## Exercice court 1
Répondez aux questions suivantes d'après la page sur le séjour dans la famille de Nago :
(a) À quelle heure Grand-Pa arrête-t-il sa prière ?
(b) Combien de fois par jour l'eau arrive-t-elle chez la famille ?
(c) Où la famille et les voisins sont-ils souvent assis au retour d'une escapade en moto ?
## Exercice court 2
Donnez la suite de la page sur le séjour dans la famille de Nago, à partir de sa dernière phrase.

## Page
◆ ◆ ◆
Le matin, vers 4h, Amma et Sister se lèvent pour se laver. C’est une étape importante de leur journée car sans elle, elles ne peuvent pas entrer dans la cuisine. Puis à 5h45, Grand-Pa commencent sa prière et s’arrête à 7h. Il récite d’une voix douce et monotone un grand nombre de mantras issus de livres hindous divers, dont un écrit en sanscrit. Quand je le regarde, ses yeux sont profonds et brillants. Comme on dort à cinq dans la même pièce, je somnole jusqu’à 6h30 bercée par la parole divine qui se mélange avec mes rêves. Vraiment, cette intonation et cette langue, c’est extraordinaire. On se sent bien, entouré d’un voile de paix.
Le bonheur ne dure pas très longtemps avant de faire place aux nuages, pour revenir ensuite (pas de panique, après la pluie le beau temps !). La famille de Nago ne roule pas sur l’or. L’eau arrive seulement une fois par jour par un tuyau, à des heures aléatoires ; leur maison à deux pièces est un fourneau avec le soleil et j’imagine un glaçon lors de l’hiver. Tout le monde semble être heureux, mais l’inquiétude face aux finances n’est pas un problème anodin. Naren et son frère se sont donnés le mot : Amma reste à la maison, nous, on ramène l’argent. Toute la famille a un moment donné travaillé au Moyen-Orient ce qui n’est pas une réelle solution pour être heureux… Quand je débarque gentiment avec mon sourire et mes économies, aucun des deux n’a de contrat et il faut nourrir 5 à 7 bouches. Alors Amma va faire les courses et fait des réserves d’eau et de nourriture, certes, est capable de rire aux éclats, certes, mais elle s’inquiète aussi. Heureusement, l'appréhension ne les ronge pas jusqu’au sang, ils continuent de vivre, d’aimer ça, de préparer les repas, de réparer la barrière qui sépare les mini jardins, de cultiver le millet, de traire leur deux vaches. Ils attendent seulement que les choses changent, en mieux.
Quand nous rentrons à la maison après une escapade en moto, nous trouvons souvent la famille, les voisins assis sur le palier chauffé par le soleil en train de discuter des choses de la vie, des nouvelles d’untel à l’étranger, d’unetelle à Kathmandu et bien évidemment de l’avenir. Je m’assoie et savoure en silence ces moments de réunion où même les trous dans la conversation sont accueillis avec joie et tranquillité.
◆ ◆ ◆
## Données fournies

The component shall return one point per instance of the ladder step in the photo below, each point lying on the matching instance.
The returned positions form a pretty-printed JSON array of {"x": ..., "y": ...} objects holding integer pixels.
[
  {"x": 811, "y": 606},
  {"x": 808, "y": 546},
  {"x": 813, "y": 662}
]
◆ ◆ ◆
## Résultat 1
(a) À 7h.
(b) Une seule fois, par un tuyau.
(c) Sur le palier chauffé par le soleil.

## Résultat 2
Naren a vraiment tenu la promesse qu’il m’avait faite dans la cuisine à Muktinath. Un de mes projets au Népal était d’apprendre à conduire une moto pour anticiper le roadtrip en Inde. Avec ses contacts, le pote de son frère Anis, il me permet d’en louer une pour 5 jours. Une Honda discover 125cc. Il m’indique sommairement les commandes, mais j’avais déjà étudié mille fois la chose depuis mon siège de bus dans les embouteillages, à observer et baver sur les deux-roues. Alors désormais à cheval derrière le réservoir pour la première fois de ma vie, je suis la fille alors la plus heureuse du monde. Il m’annonce qu’au bout du 3ième jour assis à l’arrière qu’il n’a pas le permis et qu’il ne sait pas vraiment bien conduire. Ça ne me fait pas peur. Il ajoute qu’il me fait confiance et j’arrête d’en douter au bout du 4ième quand je réalise l’exploit franchi sur l’état de la route. Wow. Je peux conduire. À voir si c’est toujours faisable sur les routes indiennes entre les trous, le trafic dense et les chauffards.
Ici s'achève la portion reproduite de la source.